Data entries:
___

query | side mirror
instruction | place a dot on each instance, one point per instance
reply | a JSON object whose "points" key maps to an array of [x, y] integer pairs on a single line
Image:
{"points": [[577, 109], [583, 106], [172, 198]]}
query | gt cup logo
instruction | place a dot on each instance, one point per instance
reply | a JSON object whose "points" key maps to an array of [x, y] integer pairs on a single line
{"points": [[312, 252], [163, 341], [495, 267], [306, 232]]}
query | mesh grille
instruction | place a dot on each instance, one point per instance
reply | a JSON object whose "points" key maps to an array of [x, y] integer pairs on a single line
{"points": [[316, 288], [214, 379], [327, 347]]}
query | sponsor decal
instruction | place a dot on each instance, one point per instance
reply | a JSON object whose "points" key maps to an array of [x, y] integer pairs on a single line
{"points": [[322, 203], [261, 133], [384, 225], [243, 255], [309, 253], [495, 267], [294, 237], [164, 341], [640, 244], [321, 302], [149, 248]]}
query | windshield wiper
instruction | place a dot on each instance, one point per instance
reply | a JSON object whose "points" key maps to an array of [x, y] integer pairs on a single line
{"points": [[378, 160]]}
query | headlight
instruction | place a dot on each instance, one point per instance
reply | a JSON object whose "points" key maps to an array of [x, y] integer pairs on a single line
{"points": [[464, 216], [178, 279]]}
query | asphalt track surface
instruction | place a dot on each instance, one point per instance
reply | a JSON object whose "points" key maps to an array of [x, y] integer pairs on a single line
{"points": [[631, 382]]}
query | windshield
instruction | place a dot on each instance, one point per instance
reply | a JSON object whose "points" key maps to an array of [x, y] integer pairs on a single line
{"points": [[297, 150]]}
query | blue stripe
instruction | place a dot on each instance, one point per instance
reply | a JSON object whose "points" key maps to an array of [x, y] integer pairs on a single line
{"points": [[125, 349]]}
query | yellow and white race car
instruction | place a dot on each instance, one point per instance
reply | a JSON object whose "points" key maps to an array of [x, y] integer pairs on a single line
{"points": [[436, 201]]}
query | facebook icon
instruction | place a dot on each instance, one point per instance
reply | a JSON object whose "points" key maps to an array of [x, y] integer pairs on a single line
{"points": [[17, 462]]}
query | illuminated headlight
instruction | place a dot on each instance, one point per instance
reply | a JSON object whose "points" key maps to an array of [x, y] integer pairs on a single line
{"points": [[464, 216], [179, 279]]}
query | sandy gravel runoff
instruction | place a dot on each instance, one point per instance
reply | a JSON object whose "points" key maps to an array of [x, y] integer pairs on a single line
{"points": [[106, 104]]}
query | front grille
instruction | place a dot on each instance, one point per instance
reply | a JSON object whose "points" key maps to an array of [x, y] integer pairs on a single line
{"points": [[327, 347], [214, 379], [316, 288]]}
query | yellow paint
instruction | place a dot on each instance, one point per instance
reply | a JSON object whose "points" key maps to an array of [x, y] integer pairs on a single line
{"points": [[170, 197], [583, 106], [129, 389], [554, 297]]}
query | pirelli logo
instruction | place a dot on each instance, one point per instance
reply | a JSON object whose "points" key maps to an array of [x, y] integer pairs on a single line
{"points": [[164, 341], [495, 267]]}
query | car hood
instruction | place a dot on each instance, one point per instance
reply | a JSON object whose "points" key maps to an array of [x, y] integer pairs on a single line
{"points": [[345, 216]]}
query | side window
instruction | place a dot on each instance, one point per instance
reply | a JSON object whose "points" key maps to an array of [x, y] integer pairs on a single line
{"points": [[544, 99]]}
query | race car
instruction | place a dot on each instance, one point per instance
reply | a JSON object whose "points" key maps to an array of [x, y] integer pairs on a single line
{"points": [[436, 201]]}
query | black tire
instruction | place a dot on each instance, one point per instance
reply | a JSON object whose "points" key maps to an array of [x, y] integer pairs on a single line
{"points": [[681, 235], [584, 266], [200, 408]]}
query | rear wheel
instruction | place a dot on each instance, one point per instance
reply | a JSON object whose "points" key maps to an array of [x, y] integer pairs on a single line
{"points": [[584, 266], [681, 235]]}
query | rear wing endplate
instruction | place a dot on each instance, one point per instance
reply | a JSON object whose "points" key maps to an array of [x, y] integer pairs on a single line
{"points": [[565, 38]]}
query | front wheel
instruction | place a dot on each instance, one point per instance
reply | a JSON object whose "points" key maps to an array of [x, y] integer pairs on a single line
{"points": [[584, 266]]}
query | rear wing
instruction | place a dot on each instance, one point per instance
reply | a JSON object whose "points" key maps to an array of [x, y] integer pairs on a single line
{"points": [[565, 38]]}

___

Given exercise:
Print the entries exactly. Include every one.

The answer:
query | side mirror
instruction | place a dot on each instance, one point per instance
reply | a JSON object whose "points" key maps to an array of [x, y] integer pairs on a single line
Image:
{"points": [[577, 109], [583, 106], [172, 198]]}
query | gt cup logo
instruction | place a dot on each instance, one point per instance
reply | a JSON object whose "points" key maps to an array of [x, y] integer pairs on a single line
{"points": [[312, 252], [163, 341], [495, 267], [306, 232]]}
query | mesh grille
instruction | place a dot on each instance, one point per instance
reply | a JSON object whose "points" key maps to an array of [x, y] integer pairs on a single line
{"points": [[316, 288], [214, 379], [327, 347]]}
query | sponsor decal
instruction | place a dot on each instance, one point per instance
reply | a JSON object whose "points" key maps to an array of [x, y] integer pairs on a single line
{"points": [[322, 203], [261, 133], [384, 225], [243, 255], [309, 253], [495, 267], [294, 237], [164, 341], [640, 244], [321, 302], [149, 248]]}
query | windshield wiper
instruction | place a dot on each instance, one point per instance
reply | a JSON object whose "points" key maps to an array of [x, y] integer pairs on a single line
{"points": [[378, 160]]}
query | headlight
instruction | place a dot on each instance, one point per instance
reply | a JSON object whose "points" key maps to an array of [x, y] integer pairs on a single line
{"points": [[464, 216], [178, 279]]}
query | asphalt track surface
instruction | place a dot on each instance, one point per instance
reply | a JSON object whose "points" key maps to an array of [x, y] integer pairs on a single line
{"points": [[631, 382]]}
query | windshield
instruction | place a dot on each instance, one point per instance
reply | a JSON object whose "points" key maps to an array of [x, y] integer pairs on a single line
{"points": [[297, 150]]}
query | blue stripe
instruction | place a dot on each instance, one point per instance
reply | a JSON object whose "points" key maps to an array of [x, y] integer pairs on a single line
{"points": [[125, 349]]}
query | yellow and white race car
instruction | place a dot on each instance, one point per instance
reply | a JSON object whose "points" key maps to an array of [x, y] integer pairs on a single line
{"points": [[436, 201]]}
query | facebook icon
instruction | place a dot on each instance, one point per instance
reply | a JSON object whose "points" key maps to an array of [x, y] integer pairs on a single line
{"points": [[17, 462]]}
query | illuminated headlight
instruction | place a dot on each instance, one point per instance
reply | a JSON object whose "points" key maps to an array of [x, y] integer pairs on a single line
{"points": [[464, 216], [179, 279]]}
query | sandy gravel runoff
instruction | place a dot on each instance, one point per instance
reply | a JSON object whose "points" key maps to an array of [x, y] integer pairs on a single line
{"points": [[106, 104]]}
query | front grille
instruction | place a dot on each instance, one point per instance
reply | a JSON object whose "points" key maps to an array of [x, y] integer pairs on a single line
{"points": [[327, 347], [214, 379], [316, 288]]}
query | yellow paint
instruction | place a dot on each instance, one point per instance
reply | a JSON object whose "points" key maps to an array of [x, y] integer pairs on a single line
{"points": [[170, 197], [583, 106], [129, 389], [554, 297]]}
query | pirelli logo
instruction | place a dot on each instance, one point per instance
reply | a JSON object whose "points" key maps to an array of [x, y] integer pairs on a single line
{"points": [[164, 341], [495, 267]]}
query | car hood
instruction | place a dot on each instance, one point per instance
reply | a JSON object whose "points" key maps to an array of [x, y] integer pairs on a single line
{"points": [[345, 216]]}
query | side window
instruction | place a dot on each instance, one point per instance
reply | a JSON object whose "points" key maps to an array of [x, y] integer pairs on a single line
{"points": [[544, 99]]}
query | race car
instruction | place a dot on each instance, one point per instance
reply | a JSON object whose "points" key maps to an array of [x, y] integer pairs on a single line
{"points": [[436, 201]]}
query | black tire
instruction | place a dot on each instance, one point per instance
reply | a JSON object whose "points" key maps to an array of [x, y] integer pairs on a single line
{"points": [[681, 235], [584, 266], [200, 408]]}
query | rear wheel
instruction | place a dot on each instance, one point per instance
reply | a JSON object whose "points" key maps to an array of [x, y] integer pairs on a single line
{"points": [[584, 266], [681, 235]]}
query | rear wing endplate
instruction | place a dot on each instance, one point per instance
reply | a JSON object whose "points" key maps to an array of [x, y] integer pairs on a single line
{"points": [[565, 38]]}
query | front wheel
instruction | place a dot on each instance, one point per instance
reply | a JSON object whose "points" key maps to an array of [x, y] integer pairs on a single line
{"points": [[584, 266]]}
query | rear wing
instruction | place a dot on each instance, one point per instance
reply | a JSON object whose "points" key maps to an array of [x, y] integer pairs on a single line
{"points": [[565, 38]]}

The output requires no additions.